**Given instruction**
In the post about This Is Our Song, what is the name of the entertainment reporter?
[start of Source passage]
Posts Tagged ‘buy it read it review it’

This is the fourth in a series, but hey, who said we had to start at the beginning? Besides, this is the required Rock Fiction entry into a series about brothers, so why NOT start in the middle? After all, we do Rock Fiction over here, not series fiction.

Here’s what This Is Our Song is about:

She knows him by reputation
Riley Shaughnessy knew that to stand out in his large family, he’d have to go big. Making a name for himself as a musician wasn’t easy, but he followed his dreams to rock-star success. But the relentless expectations of fans is not helping the slump he’s in now. So of course the person who attracts him is the woman who is not impressed by fame.

Which gives Riley Shaughnessy a lot to prove
Entertainment reporter Savannah Daly is completely unfazed by pretty-boy rock stars. She’s just here to get her interview and write her story. But spending an entire month with the Shaughnessys is going to show Savannah a side of Riley she never could have guessed.

On the surface, this is familiar stuff. Guy finds inspiration. She’s not interested. She’s a reporter, sent to get her story.

So what’s the attraction? HOW it’s done, of course. And this series has good reviews — I looked at numbers but didn’t read any — so you’d think the execution’s going to be good.

Bring it on.
[end of Source passage]
[start of Information given]
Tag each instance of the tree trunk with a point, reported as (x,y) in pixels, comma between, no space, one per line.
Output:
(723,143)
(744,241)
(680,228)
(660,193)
[end of Information given]
**Output of the task**
Savannah Daly